Source records:
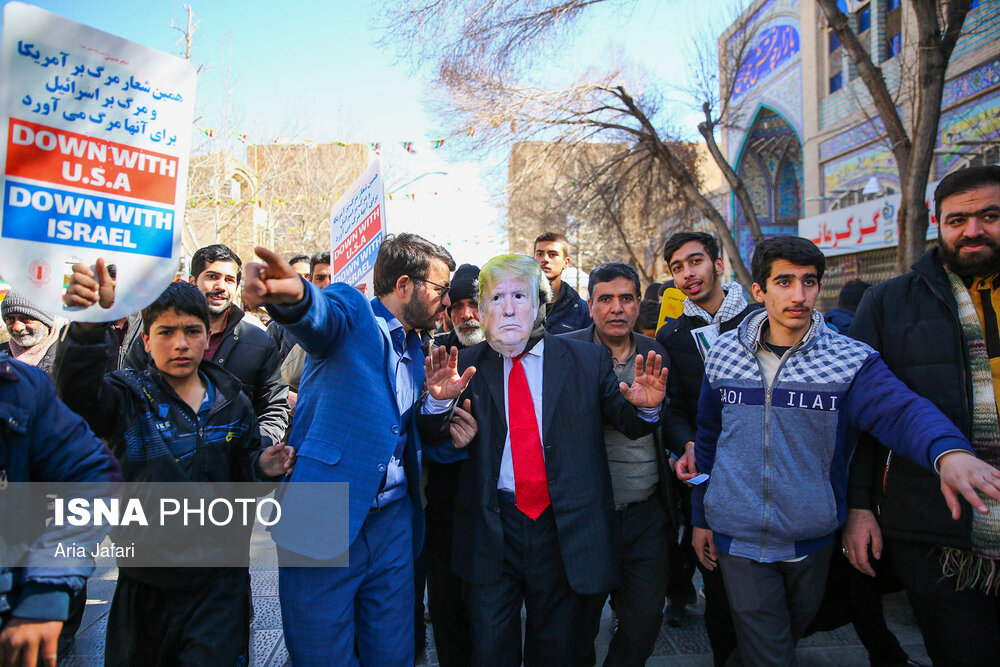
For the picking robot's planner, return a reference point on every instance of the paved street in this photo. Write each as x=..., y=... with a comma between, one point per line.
x=684, y=646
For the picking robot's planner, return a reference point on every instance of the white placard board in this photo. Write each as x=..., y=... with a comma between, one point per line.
x=357, y=229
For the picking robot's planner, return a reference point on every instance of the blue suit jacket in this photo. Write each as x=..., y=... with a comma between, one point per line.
x=346, y=421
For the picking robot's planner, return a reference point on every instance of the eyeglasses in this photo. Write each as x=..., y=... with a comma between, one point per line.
x=441, y=289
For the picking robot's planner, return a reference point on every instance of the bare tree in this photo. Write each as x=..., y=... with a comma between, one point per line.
x=484, y=51
x=608, y=200
x=938, y=27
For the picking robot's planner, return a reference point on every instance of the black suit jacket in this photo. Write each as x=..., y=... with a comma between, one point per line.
x=644, y=345
x=579, y=394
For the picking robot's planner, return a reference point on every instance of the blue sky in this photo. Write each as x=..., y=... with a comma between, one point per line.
x=313, y=70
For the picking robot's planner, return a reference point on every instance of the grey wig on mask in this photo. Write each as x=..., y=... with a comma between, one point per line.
x=523, y=268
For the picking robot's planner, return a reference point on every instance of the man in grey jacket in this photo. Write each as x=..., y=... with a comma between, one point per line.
x=781, y=404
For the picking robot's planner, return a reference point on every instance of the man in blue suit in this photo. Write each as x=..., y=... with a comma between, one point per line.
x=355, y=423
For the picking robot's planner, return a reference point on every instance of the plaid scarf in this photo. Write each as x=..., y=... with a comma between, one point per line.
x=979, y=567
x=732, y=305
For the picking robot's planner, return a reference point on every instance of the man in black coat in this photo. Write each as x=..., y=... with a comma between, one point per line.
x=711, y=309
x=534, y=517
x=237, y=341
x=566, y=310
x=895, y=514
x=641, y=481
x=446, y=597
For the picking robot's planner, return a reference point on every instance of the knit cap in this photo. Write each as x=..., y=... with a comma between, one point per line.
x=14, y=303
x=465, y=284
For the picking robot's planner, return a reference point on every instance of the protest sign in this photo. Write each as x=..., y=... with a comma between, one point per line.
x=95, y=133
x=357, y=228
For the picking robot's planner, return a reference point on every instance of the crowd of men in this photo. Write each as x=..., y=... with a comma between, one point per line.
x=574, y=452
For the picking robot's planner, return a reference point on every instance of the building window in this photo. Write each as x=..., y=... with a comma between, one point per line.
x=893, y=29
x=986, y=156
x=835, y=63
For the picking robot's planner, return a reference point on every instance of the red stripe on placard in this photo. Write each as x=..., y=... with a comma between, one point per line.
x=66, y=158
x=357, y=240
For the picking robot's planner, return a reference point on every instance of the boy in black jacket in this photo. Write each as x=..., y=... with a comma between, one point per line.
x=182, y=420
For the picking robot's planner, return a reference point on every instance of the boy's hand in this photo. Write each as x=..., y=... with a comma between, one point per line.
x=87, y=288
x=29, y=642
x=704, y=547
x=963, y=473
x=860, y=531
x=277, y=460
x=274, y=281
x=687, y=467
x=463, y=425
x=650, y=384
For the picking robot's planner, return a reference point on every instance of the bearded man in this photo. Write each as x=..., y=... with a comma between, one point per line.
x=237, y=340
x=32, y=332
x=936, y=328
x=534, y=520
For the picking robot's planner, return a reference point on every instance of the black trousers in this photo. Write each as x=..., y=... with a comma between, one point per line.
x=209, y=625
x=533, y=575
x=683, y=561
x=639, y=600
x=447, y=598
x=959, y=627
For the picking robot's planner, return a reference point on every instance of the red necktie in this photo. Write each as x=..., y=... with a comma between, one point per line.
x=531, y=488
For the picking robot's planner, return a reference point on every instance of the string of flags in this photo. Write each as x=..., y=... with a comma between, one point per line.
x=410, y=147
x=283, y=201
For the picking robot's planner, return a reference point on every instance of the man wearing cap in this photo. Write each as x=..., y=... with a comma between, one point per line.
x=32, y=332
x=446, y=599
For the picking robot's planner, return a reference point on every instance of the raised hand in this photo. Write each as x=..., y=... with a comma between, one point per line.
x=277, y=460
x=87, y=287
x=963, y=473
x=650, y=385
x=441, y=372
x=463, y=426
x=860, y=531
x=274, y=281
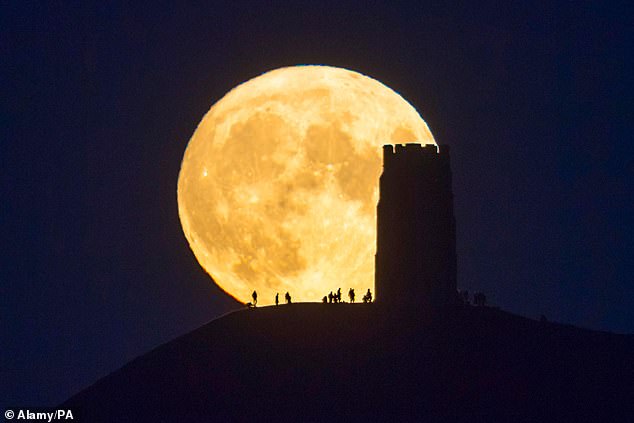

§ Work instructions:
Please rewrite the records starting at the line that contains "of the grey" and ending at the line that contains "x=732, y=305", with "plaid scarf" replaced by "checked scarf" and everything else left unchanged.

§ The result:
For the picking robot's planner, return a reference point on every instance of the grey wig on mask in this photo. Write each as x=..., y=... with a comma between, one point per line.
x=523, y=268
For the picking robot's planner, return a reference point on every instance of the man in grey jacket in this photo. Write each as x=..., y=... with a comma between, one point per line.
x=781, y=404
For the picking robot's planner, return a reference point on every instance of the man in blue suit in this photo. Write each as x=..., y=... with a comma between, one point per line.
x=355, y=423
For the picking robot's planner, return a reference point on every instance of the checked scarf in this photo. Write each as x=..., y=... with a comma between, one point per line.
x=979, y=567
x=732, y=305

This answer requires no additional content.